═══ Stored data

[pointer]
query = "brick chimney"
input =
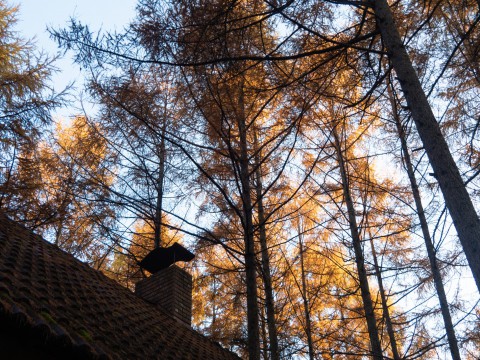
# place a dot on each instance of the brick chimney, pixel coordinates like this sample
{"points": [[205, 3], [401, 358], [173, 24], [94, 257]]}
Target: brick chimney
{"points": [[169, 286], [171, 289]]}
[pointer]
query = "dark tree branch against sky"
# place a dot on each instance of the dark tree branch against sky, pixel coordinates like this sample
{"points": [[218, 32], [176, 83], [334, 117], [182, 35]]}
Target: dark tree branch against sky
{"points": [[271, 137]]}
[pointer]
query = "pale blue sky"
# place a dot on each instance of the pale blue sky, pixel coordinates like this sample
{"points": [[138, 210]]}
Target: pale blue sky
{"points": [[35, 15]]}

══════

> Problem to work on
Go through the listing above and write it out again exactly, dropping the pictures.

> Full solution
[pointer]
query = "brick chimney"
input =
# place a dot on each instance of the brick chimney, pixel coordinates like this sample
{"points": [[205, 3], [401, 358], [173, 24], [94, 257]]}
Target: brick chimney
{"points": [[169, 286], [171, 289]]}
[pointer]
query = "dark tree branch against sky"
# place a dot on each instance of the dark tree branch against sky, pixel coordinates like this sample
{"points": [[218, 32], [176, 83], [334, 117], [182, 35]]}
Target: dark tree branch against sky
{"points": [[271, 137]]}
[pointer]
query = "pale blue sky"
# place a dot on each instance of the pale blue sky, pixel coordinates like this sample
{"points": [[138, 210]]}
Target: pale blue sky
{"points": [[35, 15]]}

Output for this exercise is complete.